Zhejiang University / National University of Singapore / Peking University
A lightweight mixture-of-experts medical vision-language model that routes between domain-specific experts for VQA and image classification while activating only 30-50% of parameters.
Med-MoE is a lightweight medical vision-language framework that brings the mixture-of-experts (MoE) paradigm to multimodal clinical AI. It was developed by researchers at Zhejiang University, the National University of Singapore, and Peking University, and published in the Findings of the Association for Computational Linguistics: EMNLP 2024. The model targets a practical problem in medical AI deployment: state-of-the-art medical multimodal large language models such as LLaVA-Med are powerful but heavy, making them difficult to run in resource-constrained clinical settings where compute, memory, and latency budgets are tight.
Rather than scaling up a single dense model, Med-MoE replaces the feed-forward layers of a compact language backbone with a set of domain-specific experts that are selectively activated by a trainable router. Different medical imaging domains—such as radiology and pathology—are handled by experts specialized for that data, while a shared meta expert captures cross-domain knowledge. Because only a subset of experts fire for any given input, the model activates roughly 30-50% of its parameters per forward pass, delivering the capacity benefits of a larger model at a fraction of the inference cost.

**Data supplied:**
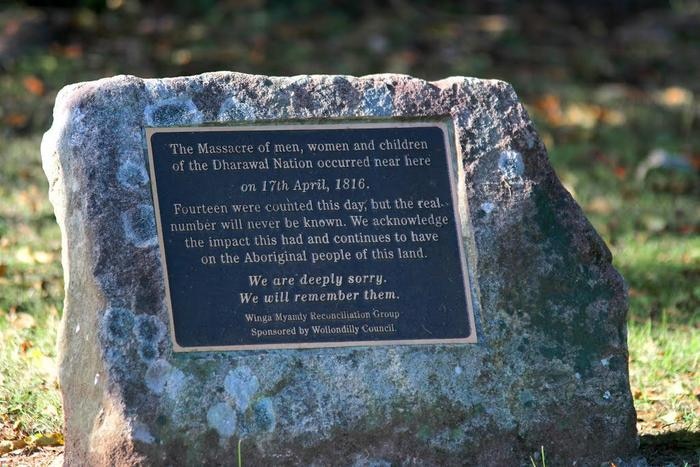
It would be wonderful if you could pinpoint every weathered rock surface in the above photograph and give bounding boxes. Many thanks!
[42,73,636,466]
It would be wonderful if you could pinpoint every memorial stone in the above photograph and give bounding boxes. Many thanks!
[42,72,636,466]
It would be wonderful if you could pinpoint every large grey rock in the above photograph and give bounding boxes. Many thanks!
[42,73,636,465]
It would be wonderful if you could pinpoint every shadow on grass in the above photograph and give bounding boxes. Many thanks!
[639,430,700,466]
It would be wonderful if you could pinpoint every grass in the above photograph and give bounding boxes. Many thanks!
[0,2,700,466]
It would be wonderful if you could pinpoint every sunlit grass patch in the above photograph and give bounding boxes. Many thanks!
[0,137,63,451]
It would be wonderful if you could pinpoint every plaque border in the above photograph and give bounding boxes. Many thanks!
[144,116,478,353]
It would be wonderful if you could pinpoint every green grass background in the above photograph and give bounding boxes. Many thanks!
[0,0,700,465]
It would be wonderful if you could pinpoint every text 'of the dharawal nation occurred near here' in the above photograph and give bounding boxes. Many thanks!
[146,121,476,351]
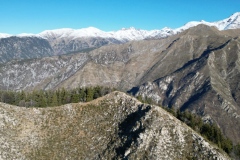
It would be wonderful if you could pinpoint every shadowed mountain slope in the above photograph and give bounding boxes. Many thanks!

**Required work:** According to the Med-MoE description, what fraction of the model's parameters are activated per forward pass?

**Response to the task:** Roughly 30-50% of its parameters.